# Página
============

Diretor de cinema italiano mais popular dos anos 1960/70, Franco Zeffirelli (1923-2019) penou junto à inteligentsia pelo mesmo motivo que lhe rendeu fama, fortuna e público nas salas de exibição mundo afora: o excesso de conservadorismo e a clássica tradição narrativa numa era em que brilhavam as elucubrações de cineastas malditos, como Pier Paolo Pasolini, ou geniais, tipo Federico Fellini. E também pela posição política de direita, numa época em que era cool ser “de esquerda”, a ponto de ter sido eleito senador, por dois mandatos nos anos 1990, pelo partido de Silvio Berlusconi. Morreu aos 96 anos na manhã deste sábado (15/6).

Nascido Gianfranco Corsi, Franco Zeffirelli se tornou o que quis: um incensado diretor alinhado com o cinemão comercial, amparado no requinte de acabamento estético que aprendeu com seu mestre e amante, Luchino Visconti. Voltadas para o grande público, suas produções visavam sobretudo o diálogo com a plateia jovem (Foto: Reprodução)
Ganhador de um Globo de Ouro por “A megera domada” (1967), além de muitos outros prêmios, e candidato ao Oscar três vezes, Zeffirelli – pioneiro, um dos poucos diretores a assumir sua homossexualidade nos anos 1960/70, quando esse fato quase era velado entre as celebridades e nunca revelado ao grande público –, vivia nos últimos anos numa casa em Roma por conta de sua frágil saúde. No local montou um home care, depois de viver anos no sofisticado balneário Positano, e ainda recebeu por um tempo o lendário costume designer Piero Tosi (agraciado com um Oscar honorário em 2014) que, por sua igualmente frágil condição física, não podia mais descer as escadarias da residência onde morava, a de Dino Trapetti, amigo de ambos à frente do famoso ateliê de figurinos Casa Tirelli. Coisas de mariconas da bota, de uma Itália tão animada quanto as noitadas vividas pelo repórter de Marcello Mastroianni e “A doce vida” (1960)….

Figurinha fácil no jet-set, no qual ingressou através de Visconti, o quarentão Zeffirelli rapidamente virou grande amigo de Elizabeth Taylor, principal nome de Hollywood na época, que acabou estrelando seu segundo filme, aquele que pode ser considerado de fato sua produção inaugural na indústria, “A megera domada” (1967). A estrela morava na Europa nesta fase, atuava em realizações locais e, famosa por colecionar afetos gays, se aproximou do italiano (Foto: Reprodução)

============

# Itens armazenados
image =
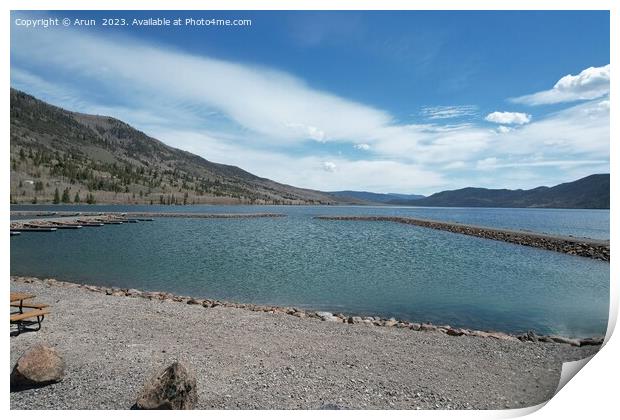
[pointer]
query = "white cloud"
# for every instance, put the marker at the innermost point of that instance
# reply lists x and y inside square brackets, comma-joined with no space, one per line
[308,131]
[591,83]
[453,111]
[256,118]
[329,166]
[502,129]
[518,118]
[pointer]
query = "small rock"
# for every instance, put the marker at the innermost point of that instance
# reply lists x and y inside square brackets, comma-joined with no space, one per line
[592,341]
[454,332]
[173,389]
[328,316]
[39,366]
[390,322]
[564,340]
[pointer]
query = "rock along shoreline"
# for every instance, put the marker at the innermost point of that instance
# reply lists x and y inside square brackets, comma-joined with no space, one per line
[319,315]
[583,247]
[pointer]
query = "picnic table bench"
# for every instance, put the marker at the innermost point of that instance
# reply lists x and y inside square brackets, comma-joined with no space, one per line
[39,312]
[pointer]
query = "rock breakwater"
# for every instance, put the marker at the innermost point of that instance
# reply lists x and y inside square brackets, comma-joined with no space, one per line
[583,247]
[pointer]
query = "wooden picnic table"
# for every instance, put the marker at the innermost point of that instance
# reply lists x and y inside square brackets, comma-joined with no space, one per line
[39,312]
[20,297]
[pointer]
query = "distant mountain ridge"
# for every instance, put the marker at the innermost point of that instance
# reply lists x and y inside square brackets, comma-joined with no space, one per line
[591,192]
[53,149]
[375,197]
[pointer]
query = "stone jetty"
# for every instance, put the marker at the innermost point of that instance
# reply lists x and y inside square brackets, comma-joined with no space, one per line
[321,315]
[583,247]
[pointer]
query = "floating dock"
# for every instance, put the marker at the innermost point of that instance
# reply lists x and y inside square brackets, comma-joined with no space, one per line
[584,247]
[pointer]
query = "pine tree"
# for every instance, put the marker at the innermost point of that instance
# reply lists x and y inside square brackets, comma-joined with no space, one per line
[65,196]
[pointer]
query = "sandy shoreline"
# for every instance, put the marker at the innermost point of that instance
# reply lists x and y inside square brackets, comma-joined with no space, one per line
[254,359]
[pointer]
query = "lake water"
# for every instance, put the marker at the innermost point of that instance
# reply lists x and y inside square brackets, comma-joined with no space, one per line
[374,268]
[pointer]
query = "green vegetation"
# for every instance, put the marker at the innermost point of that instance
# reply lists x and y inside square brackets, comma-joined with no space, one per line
[116,163]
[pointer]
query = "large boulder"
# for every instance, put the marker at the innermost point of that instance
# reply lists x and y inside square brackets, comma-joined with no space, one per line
[173,389]
[39,366]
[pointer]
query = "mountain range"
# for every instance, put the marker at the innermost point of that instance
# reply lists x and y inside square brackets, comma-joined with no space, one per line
[53,149]
[80,157]
[589,192]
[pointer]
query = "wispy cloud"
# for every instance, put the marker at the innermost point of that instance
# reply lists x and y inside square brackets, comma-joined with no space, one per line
[446,112]
[518,118]
[591,83]
[259,118]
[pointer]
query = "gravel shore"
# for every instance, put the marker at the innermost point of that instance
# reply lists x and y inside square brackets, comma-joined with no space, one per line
[255,360]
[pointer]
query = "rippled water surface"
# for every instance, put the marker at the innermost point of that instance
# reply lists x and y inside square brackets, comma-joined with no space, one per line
[377,268]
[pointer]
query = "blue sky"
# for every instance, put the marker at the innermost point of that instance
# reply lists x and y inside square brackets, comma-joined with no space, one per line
[409,102]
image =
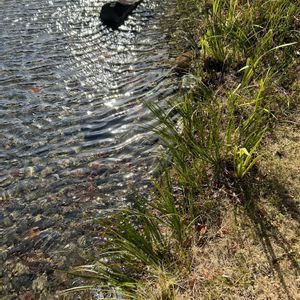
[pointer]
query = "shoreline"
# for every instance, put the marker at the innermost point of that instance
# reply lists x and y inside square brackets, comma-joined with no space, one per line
[223,221]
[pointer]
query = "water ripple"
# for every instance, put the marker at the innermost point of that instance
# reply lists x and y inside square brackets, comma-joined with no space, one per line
[72,126]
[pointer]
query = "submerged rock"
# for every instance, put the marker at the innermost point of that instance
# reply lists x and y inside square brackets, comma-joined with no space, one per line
[115,13]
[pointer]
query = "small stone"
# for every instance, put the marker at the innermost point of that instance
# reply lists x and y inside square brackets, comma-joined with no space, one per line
[20,269]
[3,255]
[40,283]
[7,222]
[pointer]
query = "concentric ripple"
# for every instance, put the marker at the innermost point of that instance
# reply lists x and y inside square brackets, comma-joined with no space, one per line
[73,129]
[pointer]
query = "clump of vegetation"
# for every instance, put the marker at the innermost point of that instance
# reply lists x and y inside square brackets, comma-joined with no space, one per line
[214,227]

============

# Tarefas a realizar
A – De acordo com o texto sobre Franco Zeffirelli, qual filme rendeu a ele um Globo de Ouro?
B – Prolongue o texto sobre Franco Zeffirelli a partir da última frase apresentada.

# Resultados por tarefa
A – “A megera domada” (1967).

B –
Nascido em Florença e fruto de uma relação extraconjugal de uma costureira badalada com um vendedor de tecidos, talvez por isso sua trajetória deu pano para manga: não recebeu nem o nome do pai nem o do marido da mãe, mas conviveu na flor da idade com aquelas senhoras inglesas lésbicas que abandonavam a carolíssima e anglicana Grã-Bretanha para se refugiar na ensolarada Itália, longe da repressão luterana. Foi introduzido no grand monde pelo aristocrático diretor Luchino Visconti (1906-1976), de cujos filmes foi assistente, diretor de arte e de quem foi amante. Em sua divertida “Autobiografia” (2006), revela sobre este: “Com Visconti vivi um amor atormentado, esgarçado, mas nunca apagado. Ele era o modelo de tudo aquilo que é importante”. Sem papas na língua, inclusive, afirmou sobre sua condição sexual: “Sou homossexual, gay nunca, palavra que considero obscena e ofensiva”.

Nos últimos tempos, Zeffirelli havia abandonado a direção de cinema e vinha se dedicando,desde meados dos anos 2000, mais à sua outra paixão, a ópera, antes de parar de vez por conta da saúde deteriorada (Foto: Reprodução)
Confira abaixo oito deliciosas passagens na trajetória de Franco Zeffirelli:

Deu match! Zeffirelli aterrissou em carreira solo no cinemão em ótima companhia, com “A megera domada”, ao lado do casal-celebrity da Sétima Arte nos anos 1960: Liz Taylor e Richard Burton, espécie de Angelina Jolie/Brad Pitt da década. Foi a atriz, aliás, quem forjou a condição de celebridade da qual hoje o showbizz é refém. Íntima do diretor, ela era sua confidente nos casos amorosos e o ajudava a se aproximar dos rapazes por quem nutria atração, aquilo que hoje a Geração Z chama de crush (Foto: Reprodução)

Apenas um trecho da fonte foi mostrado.